▸ Your instructions
Copy the passage about Carl Trueman starting with "Anything by Carl" and going on through "Part Two here.", replacing "blog" with "website".

▸ Passage to read
Anything by Carl Trueman is worth reading.
C.J. Mahaney conducts an interview with Trueman on the Sovereign Grace Ministries blog.
Read Part One here and Part Two here.

Among other questions, Mahaney asks: “What single bit of counsel has made the most significant difference in your leadership?”

Trueman answers:
“Again, I have to plead to be allowed to break the rule and list four things.
(a) Pick your battles. Not every hill is worth dying on; and not every battle is something you are competent to fight. As a younger man, I wanted to fight all comers and win every battle. Neither necessary nor possible.
(b) Be part of a team who care for you and whom you trust to tell you when you are going the wrong way or crossing a line that should not be crossed—and listen to them. Yes-men are fatal to good leadership. A trustworthy colleague who is prepared to oppose you to your face is worth his weight in gold.
(c) Understand that leadership is lonely; being liked by everyone is a luxury you probably cannot afford. Deal with it and get on with the job. If you want to be liked, be a circus clown; if you want to lead and lead well, be prepared for the loneliness that comes with it. This is why, for me, a happy home has been crucial for it has been a place where work is, as far as possible, kept far away. Home is the one place I can go each night and know that I am loved, and I guard it fiercely. I have even banned my kids from Googling my name—if there is nasty stuff out there about me, I deal with it at work; I do not allow it into my house.
(d) Don’t waste time defending your own name for the sake of it. If Christ’s honour is at stake, or the innocent are made vulnerable by some attack on your character, you need to respond; otherwise, let it be. If I responded to every wannabe crank who thinks I’m arrogant, hypocritical, lying etc. etc., I’d never have the time to do anything else. The secret is not caring about your own name except as it impacts upon others.”

The rest is good stuff too, including one of Trueman’s favourite books on preaching which I might have a look for.

▸ Given information
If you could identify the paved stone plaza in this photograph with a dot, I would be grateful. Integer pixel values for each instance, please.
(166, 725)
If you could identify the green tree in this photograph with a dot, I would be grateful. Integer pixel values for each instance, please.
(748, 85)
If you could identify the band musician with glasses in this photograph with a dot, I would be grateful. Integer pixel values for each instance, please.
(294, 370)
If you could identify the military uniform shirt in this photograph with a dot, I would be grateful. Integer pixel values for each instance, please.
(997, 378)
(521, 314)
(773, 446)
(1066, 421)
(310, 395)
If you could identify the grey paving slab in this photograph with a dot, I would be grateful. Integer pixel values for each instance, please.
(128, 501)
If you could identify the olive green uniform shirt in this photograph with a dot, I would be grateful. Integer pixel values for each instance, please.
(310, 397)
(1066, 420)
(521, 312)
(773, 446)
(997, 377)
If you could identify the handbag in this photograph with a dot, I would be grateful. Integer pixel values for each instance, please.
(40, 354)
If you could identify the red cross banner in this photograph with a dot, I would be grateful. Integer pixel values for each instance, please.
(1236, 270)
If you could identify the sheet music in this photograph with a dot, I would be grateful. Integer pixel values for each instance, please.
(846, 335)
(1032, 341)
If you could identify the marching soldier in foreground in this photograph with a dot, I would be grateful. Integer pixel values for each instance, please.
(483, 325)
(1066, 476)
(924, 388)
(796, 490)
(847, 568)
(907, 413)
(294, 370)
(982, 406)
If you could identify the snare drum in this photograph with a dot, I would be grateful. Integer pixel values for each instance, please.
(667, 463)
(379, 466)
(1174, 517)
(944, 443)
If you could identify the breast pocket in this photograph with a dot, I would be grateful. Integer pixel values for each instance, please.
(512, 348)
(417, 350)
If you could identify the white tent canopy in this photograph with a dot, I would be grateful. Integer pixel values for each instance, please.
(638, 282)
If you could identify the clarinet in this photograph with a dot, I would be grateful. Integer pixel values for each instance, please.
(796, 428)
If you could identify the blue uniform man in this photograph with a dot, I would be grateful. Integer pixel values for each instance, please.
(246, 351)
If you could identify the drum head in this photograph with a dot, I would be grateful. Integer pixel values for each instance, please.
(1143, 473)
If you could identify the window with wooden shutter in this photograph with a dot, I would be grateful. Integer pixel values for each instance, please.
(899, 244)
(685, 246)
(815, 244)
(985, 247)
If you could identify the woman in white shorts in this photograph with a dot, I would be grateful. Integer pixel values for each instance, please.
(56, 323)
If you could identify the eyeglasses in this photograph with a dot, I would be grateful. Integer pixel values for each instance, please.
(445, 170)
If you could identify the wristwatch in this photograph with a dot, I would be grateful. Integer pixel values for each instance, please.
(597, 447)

▸ The completed task
Anything by Carl Trueman is worth reading.
C.J. Mahaney conducts an interview with Trueman on the Sovereign Grace Ministries website.
Read Part One here and Part Two here.